Segmentation data:
--- Begin ---

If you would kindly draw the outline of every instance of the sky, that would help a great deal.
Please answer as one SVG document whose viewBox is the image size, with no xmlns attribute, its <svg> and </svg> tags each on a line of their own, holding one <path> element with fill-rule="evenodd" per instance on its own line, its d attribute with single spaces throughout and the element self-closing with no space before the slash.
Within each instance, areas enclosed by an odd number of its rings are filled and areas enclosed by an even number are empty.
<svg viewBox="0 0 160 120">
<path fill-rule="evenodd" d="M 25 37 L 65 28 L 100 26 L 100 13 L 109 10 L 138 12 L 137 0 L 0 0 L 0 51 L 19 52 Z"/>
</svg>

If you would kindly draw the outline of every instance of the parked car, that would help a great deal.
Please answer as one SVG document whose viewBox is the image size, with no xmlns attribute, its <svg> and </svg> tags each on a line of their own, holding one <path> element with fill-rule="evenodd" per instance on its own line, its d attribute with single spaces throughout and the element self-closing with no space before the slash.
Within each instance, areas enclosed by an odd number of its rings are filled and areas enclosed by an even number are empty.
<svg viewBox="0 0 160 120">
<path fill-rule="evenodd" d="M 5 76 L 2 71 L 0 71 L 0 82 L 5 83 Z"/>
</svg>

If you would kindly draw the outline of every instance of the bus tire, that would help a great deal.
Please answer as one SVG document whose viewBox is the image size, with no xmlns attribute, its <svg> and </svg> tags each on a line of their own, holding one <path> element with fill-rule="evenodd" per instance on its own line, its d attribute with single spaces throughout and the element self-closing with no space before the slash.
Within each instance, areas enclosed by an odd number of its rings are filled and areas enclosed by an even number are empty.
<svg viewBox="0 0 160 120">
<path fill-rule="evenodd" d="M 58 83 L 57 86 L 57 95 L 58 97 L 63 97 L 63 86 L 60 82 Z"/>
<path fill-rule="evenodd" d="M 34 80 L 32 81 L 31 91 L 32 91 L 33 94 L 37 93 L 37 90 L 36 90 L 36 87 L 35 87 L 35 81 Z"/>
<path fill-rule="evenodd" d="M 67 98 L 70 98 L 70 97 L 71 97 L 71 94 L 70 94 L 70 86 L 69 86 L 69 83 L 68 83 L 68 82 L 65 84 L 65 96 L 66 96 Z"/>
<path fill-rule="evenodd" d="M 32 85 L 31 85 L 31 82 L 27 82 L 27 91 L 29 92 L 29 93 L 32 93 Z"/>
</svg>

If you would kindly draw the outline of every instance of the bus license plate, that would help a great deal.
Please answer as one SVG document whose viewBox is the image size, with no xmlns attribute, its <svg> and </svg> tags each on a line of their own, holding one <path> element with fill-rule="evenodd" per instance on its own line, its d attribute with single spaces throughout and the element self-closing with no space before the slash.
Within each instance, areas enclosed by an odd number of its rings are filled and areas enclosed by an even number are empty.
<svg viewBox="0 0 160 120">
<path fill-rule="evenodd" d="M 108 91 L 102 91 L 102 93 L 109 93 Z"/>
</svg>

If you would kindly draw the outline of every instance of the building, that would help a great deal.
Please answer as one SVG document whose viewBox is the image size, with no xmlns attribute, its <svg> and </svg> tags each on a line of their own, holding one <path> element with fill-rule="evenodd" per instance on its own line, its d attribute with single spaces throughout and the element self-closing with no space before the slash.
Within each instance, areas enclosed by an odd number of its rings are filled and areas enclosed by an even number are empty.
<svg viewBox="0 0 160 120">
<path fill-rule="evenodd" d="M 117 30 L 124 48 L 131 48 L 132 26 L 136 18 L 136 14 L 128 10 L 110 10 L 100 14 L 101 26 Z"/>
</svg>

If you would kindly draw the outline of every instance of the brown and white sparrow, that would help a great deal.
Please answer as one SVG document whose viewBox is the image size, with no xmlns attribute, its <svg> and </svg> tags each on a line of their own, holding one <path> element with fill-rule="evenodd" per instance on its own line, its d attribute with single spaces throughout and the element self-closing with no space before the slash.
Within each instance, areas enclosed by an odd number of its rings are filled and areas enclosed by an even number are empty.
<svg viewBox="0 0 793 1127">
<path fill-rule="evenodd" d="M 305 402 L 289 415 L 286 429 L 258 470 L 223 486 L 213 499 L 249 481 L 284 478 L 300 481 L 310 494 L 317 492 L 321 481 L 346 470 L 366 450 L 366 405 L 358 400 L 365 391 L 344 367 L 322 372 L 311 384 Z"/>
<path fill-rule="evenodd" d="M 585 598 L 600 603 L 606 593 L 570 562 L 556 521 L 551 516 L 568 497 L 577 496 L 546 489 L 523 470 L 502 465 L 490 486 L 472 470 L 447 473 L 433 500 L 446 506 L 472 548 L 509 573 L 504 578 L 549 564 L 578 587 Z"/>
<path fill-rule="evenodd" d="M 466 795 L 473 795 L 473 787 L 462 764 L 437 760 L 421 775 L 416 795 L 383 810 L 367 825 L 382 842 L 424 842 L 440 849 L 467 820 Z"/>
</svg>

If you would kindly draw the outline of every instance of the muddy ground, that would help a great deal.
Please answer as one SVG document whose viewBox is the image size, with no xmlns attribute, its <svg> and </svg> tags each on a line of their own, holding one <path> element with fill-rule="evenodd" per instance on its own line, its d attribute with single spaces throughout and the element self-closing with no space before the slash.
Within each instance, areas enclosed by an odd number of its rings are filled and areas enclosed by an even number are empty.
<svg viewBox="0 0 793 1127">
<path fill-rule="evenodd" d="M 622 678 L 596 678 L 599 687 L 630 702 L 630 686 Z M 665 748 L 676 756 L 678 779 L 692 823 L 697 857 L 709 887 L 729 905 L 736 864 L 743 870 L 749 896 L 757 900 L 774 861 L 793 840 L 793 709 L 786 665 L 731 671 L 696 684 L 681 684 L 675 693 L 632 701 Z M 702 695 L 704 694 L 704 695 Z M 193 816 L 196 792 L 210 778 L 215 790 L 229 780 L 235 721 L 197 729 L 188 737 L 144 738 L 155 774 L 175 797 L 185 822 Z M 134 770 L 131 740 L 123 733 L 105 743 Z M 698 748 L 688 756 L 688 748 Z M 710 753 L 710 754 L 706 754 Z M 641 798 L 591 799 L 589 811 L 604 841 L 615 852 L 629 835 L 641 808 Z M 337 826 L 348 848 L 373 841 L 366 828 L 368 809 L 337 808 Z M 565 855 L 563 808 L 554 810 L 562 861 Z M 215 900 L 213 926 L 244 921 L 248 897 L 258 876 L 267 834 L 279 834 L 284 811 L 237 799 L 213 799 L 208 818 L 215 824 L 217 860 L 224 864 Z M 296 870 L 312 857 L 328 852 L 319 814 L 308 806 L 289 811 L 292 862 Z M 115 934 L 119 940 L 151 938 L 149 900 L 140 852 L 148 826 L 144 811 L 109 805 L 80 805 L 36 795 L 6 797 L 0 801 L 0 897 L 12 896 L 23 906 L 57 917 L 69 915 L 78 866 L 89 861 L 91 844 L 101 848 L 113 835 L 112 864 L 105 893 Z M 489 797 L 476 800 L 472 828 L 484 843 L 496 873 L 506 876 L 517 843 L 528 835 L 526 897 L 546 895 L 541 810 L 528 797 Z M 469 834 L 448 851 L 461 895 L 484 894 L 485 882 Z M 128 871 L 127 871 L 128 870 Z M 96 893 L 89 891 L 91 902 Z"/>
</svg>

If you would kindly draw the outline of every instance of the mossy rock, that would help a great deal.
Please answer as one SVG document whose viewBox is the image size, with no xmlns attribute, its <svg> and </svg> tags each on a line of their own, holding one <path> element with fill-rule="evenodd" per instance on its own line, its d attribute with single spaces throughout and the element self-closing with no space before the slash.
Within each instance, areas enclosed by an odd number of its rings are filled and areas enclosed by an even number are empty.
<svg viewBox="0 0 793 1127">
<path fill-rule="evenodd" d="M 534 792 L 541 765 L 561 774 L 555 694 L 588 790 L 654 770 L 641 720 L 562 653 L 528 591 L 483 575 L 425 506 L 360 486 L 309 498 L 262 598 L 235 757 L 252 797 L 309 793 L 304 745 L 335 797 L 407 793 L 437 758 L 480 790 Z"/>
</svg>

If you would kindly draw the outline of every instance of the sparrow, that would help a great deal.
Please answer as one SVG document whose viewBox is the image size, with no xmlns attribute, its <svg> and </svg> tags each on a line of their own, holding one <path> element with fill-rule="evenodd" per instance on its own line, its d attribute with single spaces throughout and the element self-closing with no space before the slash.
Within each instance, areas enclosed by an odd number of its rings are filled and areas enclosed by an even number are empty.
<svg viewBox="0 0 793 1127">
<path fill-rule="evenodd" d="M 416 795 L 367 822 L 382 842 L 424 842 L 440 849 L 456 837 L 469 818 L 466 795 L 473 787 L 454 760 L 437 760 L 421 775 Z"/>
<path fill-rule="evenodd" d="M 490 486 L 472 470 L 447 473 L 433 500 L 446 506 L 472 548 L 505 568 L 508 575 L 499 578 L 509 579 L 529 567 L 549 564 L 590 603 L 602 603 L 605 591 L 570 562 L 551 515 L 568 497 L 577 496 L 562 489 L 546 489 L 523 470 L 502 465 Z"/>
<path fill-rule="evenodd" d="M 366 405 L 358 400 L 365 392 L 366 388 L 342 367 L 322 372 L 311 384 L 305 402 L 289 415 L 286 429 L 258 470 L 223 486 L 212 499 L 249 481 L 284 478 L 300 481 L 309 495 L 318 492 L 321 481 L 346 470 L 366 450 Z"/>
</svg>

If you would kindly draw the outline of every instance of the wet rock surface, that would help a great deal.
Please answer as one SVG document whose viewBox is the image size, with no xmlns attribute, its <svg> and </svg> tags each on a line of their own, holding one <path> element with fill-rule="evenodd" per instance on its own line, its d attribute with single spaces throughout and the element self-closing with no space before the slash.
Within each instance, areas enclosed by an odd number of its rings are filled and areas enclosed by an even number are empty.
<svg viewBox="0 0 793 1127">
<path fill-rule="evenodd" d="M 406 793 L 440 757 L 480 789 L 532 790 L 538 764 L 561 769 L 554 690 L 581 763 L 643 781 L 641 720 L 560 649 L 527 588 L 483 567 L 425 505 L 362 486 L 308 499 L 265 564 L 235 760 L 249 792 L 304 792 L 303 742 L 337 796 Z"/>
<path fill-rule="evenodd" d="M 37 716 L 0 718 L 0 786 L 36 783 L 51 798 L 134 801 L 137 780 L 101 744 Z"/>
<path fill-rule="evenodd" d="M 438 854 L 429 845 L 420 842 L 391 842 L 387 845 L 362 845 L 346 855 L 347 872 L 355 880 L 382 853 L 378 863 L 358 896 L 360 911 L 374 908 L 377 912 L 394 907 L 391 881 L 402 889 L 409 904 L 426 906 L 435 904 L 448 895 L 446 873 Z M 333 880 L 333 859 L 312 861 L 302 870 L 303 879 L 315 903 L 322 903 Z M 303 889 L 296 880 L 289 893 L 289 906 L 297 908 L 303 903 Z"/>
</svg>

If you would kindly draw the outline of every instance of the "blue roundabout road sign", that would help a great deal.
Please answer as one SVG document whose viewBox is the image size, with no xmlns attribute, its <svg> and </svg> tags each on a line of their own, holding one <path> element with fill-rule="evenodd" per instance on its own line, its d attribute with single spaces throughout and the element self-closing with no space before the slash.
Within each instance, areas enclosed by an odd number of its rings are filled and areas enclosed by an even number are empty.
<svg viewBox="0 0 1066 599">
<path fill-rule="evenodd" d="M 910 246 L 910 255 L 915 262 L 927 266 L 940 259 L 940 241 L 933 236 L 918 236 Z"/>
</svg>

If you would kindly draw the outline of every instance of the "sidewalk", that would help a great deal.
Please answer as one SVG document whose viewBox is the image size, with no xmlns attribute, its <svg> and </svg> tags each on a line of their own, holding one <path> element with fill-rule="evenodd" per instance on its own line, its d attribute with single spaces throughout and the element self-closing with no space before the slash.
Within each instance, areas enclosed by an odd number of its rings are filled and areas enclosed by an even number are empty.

--- End ---

• _EXERCISE_:
Transfer only the lines of the material starting at the one containing "surface, that would help a great deal." and ending at the one containing "716 L 0 718", keeping the requests as they are. In the SVG answers among them, add 57 to every number, both the viewBox dimensions and the path coordinates.

• _SOLUTION BELOW_:
If you would kindly draw the outline of every instance of the wet rock surface, that would help a great deal.
Please answer as one SVG document whose viewBox is the image size, with no xmlns attribute, its <svg> and </svg> tags each on a line of their own, holding one <path> element with fill-rule="evenodd" per instance on its own line, its d attribute with single spaces throughout and the element self-closing with no space before the slash.
Within each instance, areas enclosed by an odd number of its rings are filled and areas enclosed by an even number are empty.
<svg viewBox="57 57 850 1184">
<path fill-rule="evenodd" d="M 463 850 L 497 814 L 537 846 L 589 847 L 595 821 L 618 826 L 611 747 L 638 820 L 700 838 L 698 777 L 617 706 L 584 645 L 540 624 L 482 562 L 419 543 L 365 556 L 322 621 L 292 817 L 306 849 L 361 849 L 360 799 L 394 853 Z"/>
<path fill-rule="evenodd" d="M 94 773 L 57 775 L 57 843 L 93 840 L 108 855 L 191 858 L 194 837 L 158 801 Z"/>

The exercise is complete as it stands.